- [Description of the task]:
Your job is to copy all the entries precisely as they stand.

Extracted records:
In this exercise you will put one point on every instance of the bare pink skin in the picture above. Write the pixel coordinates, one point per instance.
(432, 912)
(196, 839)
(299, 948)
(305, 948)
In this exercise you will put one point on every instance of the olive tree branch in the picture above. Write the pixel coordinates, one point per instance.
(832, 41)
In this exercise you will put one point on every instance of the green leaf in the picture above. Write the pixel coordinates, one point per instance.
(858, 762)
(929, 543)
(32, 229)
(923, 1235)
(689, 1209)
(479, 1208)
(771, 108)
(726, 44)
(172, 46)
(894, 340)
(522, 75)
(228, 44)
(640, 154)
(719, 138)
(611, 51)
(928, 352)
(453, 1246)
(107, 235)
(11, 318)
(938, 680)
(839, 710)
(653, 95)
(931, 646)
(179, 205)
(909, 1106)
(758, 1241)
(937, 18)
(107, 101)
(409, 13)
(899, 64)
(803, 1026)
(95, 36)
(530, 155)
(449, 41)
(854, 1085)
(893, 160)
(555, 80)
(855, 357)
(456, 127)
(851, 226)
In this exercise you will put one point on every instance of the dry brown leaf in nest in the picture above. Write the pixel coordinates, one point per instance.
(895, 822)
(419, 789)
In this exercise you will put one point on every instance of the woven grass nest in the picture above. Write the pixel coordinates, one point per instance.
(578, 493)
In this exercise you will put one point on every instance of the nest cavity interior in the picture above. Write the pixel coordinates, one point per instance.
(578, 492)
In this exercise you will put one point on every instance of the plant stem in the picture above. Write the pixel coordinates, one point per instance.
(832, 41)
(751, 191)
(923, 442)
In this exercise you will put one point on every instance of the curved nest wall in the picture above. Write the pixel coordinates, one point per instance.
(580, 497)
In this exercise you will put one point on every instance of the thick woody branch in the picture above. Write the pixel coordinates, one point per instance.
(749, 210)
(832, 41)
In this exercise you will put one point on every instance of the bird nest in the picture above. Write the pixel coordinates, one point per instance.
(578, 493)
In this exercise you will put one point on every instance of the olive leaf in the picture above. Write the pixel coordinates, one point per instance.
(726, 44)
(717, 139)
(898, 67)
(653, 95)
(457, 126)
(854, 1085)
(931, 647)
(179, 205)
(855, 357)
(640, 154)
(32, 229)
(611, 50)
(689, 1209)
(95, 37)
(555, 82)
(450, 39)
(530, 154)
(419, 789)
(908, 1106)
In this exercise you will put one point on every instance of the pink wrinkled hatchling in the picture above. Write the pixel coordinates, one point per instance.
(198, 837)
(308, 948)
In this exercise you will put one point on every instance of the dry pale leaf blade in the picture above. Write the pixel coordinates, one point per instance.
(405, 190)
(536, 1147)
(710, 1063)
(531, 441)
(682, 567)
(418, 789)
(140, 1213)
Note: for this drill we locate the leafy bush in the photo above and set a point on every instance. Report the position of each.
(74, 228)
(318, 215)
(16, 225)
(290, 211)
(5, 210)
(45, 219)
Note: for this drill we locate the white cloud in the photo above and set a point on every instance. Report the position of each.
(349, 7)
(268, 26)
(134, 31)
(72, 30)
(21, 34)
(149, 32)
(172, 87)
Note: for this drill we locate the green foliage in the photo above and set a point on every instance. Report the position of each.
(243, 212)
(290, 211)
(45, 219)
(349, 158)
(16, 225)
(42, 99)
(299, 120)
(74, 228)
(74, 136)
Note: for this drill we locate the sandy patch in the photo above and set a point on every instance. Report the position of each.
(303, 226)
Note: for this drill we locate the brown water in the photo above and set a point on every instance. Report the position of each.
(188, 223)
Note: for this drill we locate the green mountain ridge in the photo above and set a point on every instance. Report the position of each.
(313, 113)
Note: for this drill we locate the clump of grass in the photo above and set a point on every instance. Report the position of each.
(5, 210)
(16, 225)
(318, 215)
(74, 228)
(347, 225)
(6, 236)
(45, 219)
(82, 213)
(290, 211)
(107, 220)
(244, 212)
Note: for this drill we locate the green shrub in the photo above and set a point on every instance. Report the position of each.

- [Task result]:
In this exercise you will put one point on every instance of the bare pink skin in the picture above. Write the pixel coordinates, one point per instance.
(432, 912)
(196, 839)
(299, 948)
(305, 948)
In this exercise you will put one point on every instance of the olive tree branch in the picture above. Write the pixel coordinates, one point per instance.
(832, 41)
In this exercise you will put one point on every instance of the green leaf in the picture above. Write the pixel coordinates, one point per instance.
(858, 762)
(929, 543)
(32, 229)
(923, 1235)
(689, 1209)
(479, 1208)
(771, 108)
(726, 44)
(172, 46)
(894, 340)
(522, 75)
(228, 44)
(640, 154)
(719, 138)
(611, 51)
(928, 352)
(453, 1246)
(107, 235)
(11, 318)
(938, 680)
(839, 710)
(653, 95)
(931, 646)
(179, 205)
(909, 1106)
(758, 1241)
(937, 18)
(107, 101)
(409, 13)
(899, 64)
(803, 1026)
(95, 36)
(530, 155)
(449, 41)
(854, 1085)
(893, 160)
(555, 80)
(855, 357)
(456, 127)
(851, 226)
In this exercise you will put one point on every instance of the dry brown leaf in nest in the picture above. Write the pixel coordinates, one point per instance.
(895, 822)
(419, 789)
In this exercise you will put one point on every instance of the woven grass nest in the picture above. Write the pixel coordinates, one point per instance.
(578, 493)
In this exercise you will put one point on every instance of the nest cavity interior in the picture above. Write the pixel coordinates, one point per instance.
(578, 492)
In this exercise you will put one point on every instance of the plant stem in the picture above. Write the pixel coordinates, one point per instance.
(832, 41)
(751, 191)
(923, 442)
In this exercise you will put one point on every instance of the curved nest wall in the picture above. Write the pixel coordinates, one point per instance.
(580, 497)
In this exercise you will put one point on every instance of the thick woody branch in the picture above. Write the pixel coordinates, one point per instance.
(749, 210)
(832, 41)
In this exercise you will put one point on every instance of the bird nest in the picture above. Write the pixel coordinates, one point per instance.
(578, 493)
In this exercise you will put one point on every instance of the olive leaf in the picture above. Write the pixel coordinates, one point per instance.
(726, 44)
(717, 139)
(898, 67)
(653, 95)
(457, 126)
(854, 1085)
(931, 647)
(179, 205)
(855, 357)
(640, 154)
(32, 229)
(611, 50)
(689, 1209)
(95, 37)
(555, 82)
(450, 39)
(530, 154)
(419, 789)
(908, 1106)
In this exercise you will put one point on every instance of the pink wrinkled hatchling in the picture above. Write the pixel coordinates, one point per instance.
(198, 837)
(308, 948)
In this exercise you will put one point on every instance of the dry pale leaf blade in the picture above. Write the pixel coordinates, one point per instance.
(405, 190)
(536, 1147)
(710, 1063)
(531, 441)
(682, 567)
(418, 789)
(140, 1213)
Note: for this drill we locate the leafy bush in the photo above and set a point on every instance. Report the position of each.
(74, 228)
(318, 215)
(16, 225)
(290, 211)
(5, 210)
(45, 219)
Note: for this drill we locate the white cloud in the photo above and set a point on every instance. Report the position of each.
(349, 7)
(268, 26)
(134, 31)
(72, 30)
(21, 34)
(149, 32)
(172, 87)
Note: for this drill we locate the green foliage in the photo above and set a point on every instance. Report the position of each.
(243, 212)
(290, 211)
(45, 219)
(349, 158)
(16, 225)
(42, 99)
(299, 120)
(74, 228)
(74, 136)
Note: for this drill we locate the sandy patch in the photo above and set a point on every instance. Report the position of each.
(303, 226)
Note: for this drill we locate the brown water in the photo above and set a point on every instance. Report the position of each.
(188, 223)
Note: for this drill we locate the green mountain ridge in the photo above and set a point on every instance. Report the position of each.
(313, 113)
Note: for this drill we locate the clump of grass in the photo above and set a point on every instance. Report the position of each.
(5, 210)
(16, 225)
(318, 215)
(74, 228)
(347, 225)
(6, 236)
(45, 219)
(82, 213)
(290, 211)
(107, 220)
(244, 212)
Note: for this drill we locate the green shrub in the photo above and set a point on every instance. Report the position of each.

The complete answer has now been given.